— Start Given data —

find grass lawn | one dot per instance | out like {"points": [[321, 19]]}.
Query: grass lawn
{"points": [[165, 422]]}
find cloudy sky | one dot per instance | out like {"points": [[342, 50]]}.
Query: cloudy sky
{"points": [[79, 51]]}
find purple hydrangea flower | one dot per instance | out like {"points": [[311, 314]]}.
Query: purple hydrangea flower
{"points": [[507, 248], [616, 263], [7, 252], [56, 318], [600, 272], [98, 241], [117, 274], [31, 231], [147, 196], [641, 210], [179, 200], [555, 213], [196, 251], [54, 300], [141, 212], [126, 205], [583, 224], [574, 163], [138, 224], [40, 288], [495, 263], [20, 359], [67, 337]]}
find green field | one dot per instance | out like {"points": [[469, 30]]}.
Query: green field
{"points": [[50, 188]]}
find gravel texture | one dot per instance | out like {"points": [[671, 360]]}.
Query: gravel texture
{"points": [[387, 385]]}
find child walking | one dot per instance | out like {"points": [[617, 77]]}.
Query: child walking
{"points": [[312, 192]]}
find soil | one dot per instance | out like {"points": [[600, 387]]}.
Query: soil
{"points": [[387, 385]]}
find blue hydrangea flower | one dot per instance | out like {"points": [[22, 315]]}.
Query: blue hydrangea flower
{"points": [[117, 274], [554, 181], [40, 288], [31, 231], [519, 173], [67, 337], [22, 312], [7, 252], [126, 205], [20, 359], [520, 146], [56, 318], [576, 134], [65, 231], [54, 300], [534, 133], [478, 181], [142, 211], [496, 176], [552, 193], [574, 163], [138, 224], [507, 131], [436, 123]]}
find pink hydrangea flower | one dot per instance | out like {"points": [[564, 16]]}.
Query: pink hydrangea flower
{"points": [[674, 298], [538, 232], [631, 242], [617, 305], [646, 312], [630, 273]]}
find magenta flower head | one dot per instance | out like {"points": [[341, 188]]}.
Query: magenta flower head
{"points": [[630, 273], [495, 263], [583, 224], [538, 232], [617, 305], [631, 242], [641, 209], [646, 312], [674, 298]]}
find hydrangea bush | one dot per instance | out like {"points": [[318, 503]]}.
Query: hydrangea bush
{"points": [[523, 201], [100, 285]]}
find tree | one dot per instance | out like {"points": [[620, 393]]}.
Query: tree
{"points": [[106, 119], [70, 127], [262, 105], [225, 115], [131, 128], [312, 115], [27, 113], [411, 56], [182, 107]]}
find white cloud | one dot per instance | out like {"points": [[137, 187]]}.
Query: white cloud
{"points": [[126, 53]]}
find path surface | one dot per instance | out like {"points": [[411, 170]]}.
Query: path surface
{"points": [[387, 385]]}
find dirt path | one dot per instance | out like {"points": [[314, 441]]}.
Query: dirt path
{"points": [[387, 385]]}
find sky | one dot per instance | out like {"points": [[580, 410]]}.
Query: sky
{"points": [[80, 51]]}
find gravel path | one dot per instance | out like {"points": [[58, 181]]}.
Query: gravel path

— End Given data —

- [Exercise details]:
Starting at the line containing "find path surface" and continuing through the last line of the data, lay out those lines as a numbered list without any blank lines.

- [Answer in full]:
1. find path surface | one dot per instance | out like {"points": [[411, 170]]}.
2. Query: path surface
3. {"points": [[387, 385]]}
4. find dirt path | one dot per instance | out like {"points": [[314, 441]]}.
5. Query: dirt path
6. {"points": [[387, 385]]}
7. find sky | one dot per instance | out like {"points": [[580, 410]]}.
8. Query: sky
9. {"points": [[80, 51]]}
10. find gravel path | one dot per instance | out like {"points": [[58, 181]]}.
11. Query: gravel path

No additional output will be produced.